ENTRIES PROVIDED –
⁂

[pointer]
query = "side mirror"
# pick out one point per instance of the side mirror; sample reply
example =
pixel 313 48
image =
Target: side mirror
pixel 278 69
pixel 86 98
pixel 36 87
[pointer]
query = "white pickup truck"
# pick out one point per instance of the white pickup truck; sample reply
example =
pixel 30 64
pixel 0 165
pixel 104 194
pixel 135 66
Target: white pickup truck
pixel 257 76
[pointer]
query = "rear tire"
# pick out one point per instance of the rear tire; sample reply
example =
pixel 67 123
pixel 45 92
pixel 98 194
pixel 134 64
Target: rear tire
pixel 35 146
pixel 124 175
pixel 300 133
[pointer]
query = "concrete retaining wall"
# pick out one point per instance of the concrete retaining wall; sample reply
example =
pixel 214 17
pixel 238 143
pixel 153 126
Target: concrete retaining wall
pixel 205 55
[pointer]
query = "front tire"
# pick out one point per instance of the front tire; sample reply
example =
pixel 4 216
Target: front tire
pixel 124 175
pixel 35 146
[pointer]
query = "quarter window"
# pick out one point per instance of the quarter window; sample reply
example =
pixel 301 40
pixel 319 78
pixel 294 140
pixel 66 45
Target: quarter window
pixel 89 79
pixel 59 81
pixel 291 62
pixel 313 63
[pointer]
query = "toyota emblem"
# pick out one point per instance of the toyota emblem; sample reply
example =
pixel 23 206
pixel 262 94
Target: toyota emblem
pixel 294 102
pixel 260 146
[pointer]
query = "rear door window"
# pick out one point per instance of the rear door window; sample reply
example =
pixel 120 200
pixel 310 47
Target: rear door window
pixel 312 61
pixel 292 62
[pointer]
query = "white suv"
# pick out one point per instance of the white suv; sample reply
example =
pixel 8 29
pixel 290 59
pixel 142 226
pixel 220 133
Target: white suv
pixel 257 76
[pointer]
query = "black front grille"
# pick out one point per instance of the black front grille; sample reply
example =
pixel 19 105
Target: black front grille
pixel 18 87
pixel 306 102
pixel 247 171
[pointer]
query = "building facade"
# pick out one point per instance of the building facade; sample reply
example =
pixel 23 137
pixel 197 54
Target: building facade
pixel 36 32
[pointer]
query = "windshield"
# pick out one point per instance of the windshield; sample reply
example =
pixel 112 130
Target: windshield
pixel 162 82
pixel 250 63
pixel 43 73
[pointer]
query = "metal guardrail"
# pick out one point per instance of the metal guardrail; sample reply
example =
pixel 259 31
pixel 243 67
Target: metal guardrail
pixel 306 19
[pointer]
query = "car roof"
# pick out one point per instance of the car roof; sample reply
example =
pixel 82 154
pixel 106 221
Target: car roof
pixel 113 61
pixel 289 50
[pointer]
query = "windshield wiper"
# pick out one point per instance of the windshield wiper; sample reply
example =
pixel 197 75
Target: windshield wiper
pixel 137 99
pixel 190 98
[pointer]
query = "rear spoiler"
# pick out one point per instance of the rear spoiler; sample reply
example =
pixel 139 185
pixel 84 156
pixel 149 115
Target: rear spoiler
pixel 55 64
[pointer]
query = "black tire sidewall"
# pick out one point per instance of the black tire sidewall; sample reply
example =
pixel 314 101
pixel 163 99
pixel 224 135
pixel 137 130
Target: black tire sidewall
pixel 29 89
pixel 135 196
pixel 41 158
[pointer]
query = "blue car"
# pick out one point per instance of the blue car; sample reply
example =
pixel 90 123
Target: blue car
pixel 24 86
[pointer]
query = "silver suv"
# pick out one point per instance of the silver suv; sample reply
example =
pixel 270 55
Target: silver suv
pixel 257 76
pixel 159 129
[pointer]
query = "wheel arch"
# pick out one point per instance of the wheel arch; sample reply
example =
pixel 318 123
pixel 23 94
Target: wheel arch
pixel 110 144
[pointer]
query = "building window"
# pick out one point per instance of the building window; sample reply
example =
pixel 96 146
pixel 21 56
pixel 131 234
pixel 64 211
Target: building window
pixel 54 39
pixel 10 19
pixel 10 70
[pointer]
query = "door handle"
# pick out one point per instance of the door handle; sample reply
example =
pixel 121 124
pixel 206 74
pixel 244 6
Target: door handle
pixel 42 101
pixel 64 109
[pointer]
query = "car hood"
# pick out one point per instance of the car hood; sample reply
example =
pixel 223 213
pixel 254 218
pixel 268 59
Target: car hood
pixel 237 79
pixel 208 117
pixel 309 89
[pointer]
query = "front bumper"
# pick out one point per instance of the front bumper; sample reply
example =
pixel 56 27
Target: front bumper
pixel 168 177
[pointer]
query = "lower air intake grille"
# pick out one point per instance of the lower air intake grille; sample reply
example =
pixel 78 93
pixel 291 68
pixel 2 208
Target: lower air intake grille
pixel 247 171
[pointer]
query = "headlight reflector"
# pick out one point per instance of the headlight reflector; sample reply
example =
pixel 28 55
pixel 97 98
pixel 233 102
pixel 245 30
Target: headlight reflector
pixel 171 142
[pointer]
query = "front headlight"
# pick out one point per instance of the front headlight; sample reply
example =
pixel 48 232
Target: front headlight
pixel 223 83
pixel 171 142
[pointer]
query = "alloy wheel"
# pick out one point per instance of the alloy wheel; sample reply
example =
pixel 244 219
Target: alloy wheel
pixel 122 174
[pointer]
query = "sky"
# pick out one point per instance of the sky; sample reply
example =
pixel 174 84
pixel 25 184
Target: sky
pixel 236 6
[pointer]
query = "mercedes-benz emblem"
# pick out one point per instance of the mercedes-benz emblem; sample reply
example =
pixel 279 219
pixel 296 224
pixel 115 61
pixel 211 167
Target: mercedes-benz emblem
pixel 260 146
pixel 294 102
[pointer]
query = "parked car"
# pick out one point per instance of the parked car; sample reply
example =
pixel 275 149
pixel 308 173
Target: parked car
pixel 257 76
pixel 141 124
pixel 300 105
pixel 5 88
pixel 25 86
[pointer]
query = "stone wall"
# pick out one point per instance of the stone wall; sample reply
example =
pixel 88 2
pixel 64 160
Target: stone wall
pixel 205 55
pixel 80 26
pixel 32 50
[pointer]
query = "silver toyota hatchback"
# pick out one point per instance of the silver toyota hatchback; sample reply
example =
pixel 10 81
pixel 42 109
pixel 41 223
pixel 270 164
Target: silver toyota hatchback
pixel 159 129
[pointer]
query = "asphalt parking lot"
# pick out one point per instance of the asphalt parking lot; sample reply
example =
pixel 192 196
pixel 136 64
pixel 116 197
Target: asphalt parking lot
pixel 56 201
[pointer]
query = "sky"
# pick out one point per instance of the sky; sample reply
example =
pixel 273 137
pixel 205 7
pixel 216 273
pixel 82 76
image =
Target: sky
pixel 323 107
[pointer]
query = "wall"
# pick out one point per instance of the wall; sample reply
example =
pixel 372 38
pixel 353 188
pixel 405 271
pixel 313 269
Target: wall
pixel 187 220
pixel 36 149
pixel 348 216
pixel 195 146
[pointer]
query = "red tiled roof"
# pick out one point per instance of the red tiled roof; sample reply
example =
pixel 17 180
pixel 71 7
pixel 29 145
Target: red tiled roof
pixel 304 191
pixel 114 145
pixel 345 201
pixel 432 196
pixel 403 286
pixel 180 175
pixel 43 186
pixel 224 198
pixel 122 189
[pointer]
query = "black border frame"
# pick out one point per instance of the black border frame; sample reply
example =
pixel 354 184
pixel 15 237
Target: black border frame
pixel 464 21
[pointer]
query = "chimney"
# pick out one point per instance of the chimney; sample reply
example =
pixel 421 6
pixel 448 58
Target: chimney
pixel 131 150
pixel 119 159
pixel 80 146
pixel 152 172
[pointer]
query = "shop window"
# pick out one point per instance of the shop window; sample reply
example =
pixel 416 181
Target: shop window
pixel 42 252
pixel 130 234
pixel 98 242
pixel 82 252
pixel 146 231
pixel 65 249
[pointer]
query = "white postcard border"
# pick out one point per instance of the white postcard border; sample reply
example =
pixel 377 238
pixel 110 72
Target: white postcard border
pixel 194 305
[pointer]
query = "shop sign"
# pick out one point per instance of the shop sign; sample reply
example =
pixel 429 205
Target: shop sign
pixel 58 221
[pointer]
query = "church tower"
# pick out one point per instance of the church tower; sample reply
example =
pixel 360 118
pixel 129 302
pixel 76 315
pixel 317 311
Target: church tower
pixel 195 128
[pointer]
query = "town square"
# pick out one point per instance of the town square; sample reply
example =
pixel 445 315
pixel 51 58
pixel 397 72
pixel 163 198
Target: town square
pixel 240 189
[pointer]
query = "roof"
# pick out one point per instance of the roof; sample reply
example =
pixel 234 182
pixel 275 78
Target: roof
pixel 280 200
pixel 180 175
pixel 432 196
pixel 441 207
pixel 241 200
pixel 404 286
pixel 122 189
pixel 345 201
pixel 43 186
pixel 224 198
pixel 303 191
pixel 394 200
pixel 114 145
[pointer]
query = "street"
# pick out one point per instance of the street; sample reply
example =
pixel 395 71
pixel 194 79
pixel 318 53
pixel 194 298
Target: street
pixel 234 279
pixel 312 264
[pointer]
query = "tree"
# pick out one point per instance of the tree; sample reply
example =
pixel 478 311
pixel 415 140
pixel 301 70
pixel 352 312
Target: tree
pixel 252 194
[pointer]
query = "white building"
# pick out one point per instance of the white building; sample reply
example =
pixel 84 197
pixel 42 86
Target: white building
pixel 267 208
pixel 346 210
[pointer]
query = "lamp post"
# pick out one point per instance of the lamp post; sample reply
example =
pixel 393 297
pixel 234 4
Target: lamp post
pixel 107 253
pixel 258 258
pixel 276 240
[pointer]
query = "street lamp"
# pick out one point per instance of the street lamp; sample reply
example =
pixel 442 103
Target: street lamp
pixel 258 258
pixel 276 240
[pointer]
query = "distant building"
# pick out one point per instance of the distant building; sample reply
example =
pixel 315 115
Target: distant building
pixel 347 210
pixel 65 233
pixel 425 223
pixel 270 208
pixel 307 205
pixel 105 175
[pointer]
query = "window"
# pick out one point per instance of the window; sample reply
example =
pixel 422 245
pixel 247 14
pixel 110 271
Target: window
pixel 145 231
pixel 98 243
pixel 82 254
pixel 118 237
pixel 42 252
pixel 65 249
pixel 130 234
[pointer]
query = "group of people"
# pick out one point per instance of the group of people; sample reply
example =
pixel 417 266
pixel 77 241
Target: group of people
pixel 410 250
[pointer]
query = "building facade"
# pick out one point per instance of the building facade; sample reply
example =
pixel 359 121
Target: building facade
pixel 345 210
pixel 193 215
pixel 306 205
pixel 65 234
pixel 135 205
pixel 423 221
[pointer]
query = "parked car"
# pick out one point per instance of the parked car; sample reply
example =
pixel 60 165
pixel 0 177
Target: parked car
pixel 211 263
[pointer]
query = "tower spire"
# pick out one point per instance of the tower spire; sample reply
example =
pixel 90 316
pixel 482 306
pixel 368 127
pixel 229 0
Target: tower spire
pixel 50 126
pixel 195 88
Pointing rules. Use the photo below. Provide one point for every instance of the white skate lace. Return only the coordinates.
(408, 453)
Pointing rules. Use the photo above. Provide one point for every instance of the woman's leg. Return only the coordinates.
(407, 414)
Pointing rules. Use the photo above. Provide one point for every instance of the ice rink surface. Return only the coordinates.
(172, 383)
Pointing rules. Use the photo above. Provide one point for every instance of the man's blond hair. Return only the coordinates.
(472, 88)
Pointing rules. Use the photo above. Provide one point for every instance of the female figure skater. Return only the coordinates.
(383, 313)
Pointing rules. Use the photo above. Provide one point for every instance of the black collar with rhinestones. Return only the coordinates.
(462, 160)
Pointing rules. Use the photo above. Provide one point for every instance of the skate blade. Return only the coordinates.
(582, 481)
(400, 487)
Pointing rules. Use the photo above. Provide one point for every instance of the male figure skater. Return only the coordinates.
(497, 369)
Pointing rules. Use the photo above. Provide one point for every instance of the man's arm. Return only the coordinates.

⁂

PROBLEM –
Find the line with "surface. Return only the coordinates." in the listing above, then write out that line and each remaining line exactly, with no other text.

THE ANSWER –
Pointing rules. Use the photo above. Provide one point for every instance of the ice rink surface. Return only the coordinates.
(172, 383)
Pointing rules. Use the photo above. Provide one point for every instance of the man's blond hair. Return only the coordinates.
(472, 88)
Pointing rules. Use the photo above. Provide one point for every instance of the female figure skater. Return only the coordinates.
(383, 313)
Pointing rules. Use the photo above. Provide one point for every instance of the black collar with rhinestones. Return only the coordinates.
(462, 160)
Pointing rules. Use the photo above. Provide one point for every instance of the skate blade. Return only the coordinates.
(582, 481)
(400, 487)
Pointing rules. Use the photo above. Provide one point for every instance of the male figure skater. Return only the coordinates.
(497, 369)
Pointing rules. Use the photo above. Provide one point for every instance of the man's arm. Return only the coordinates.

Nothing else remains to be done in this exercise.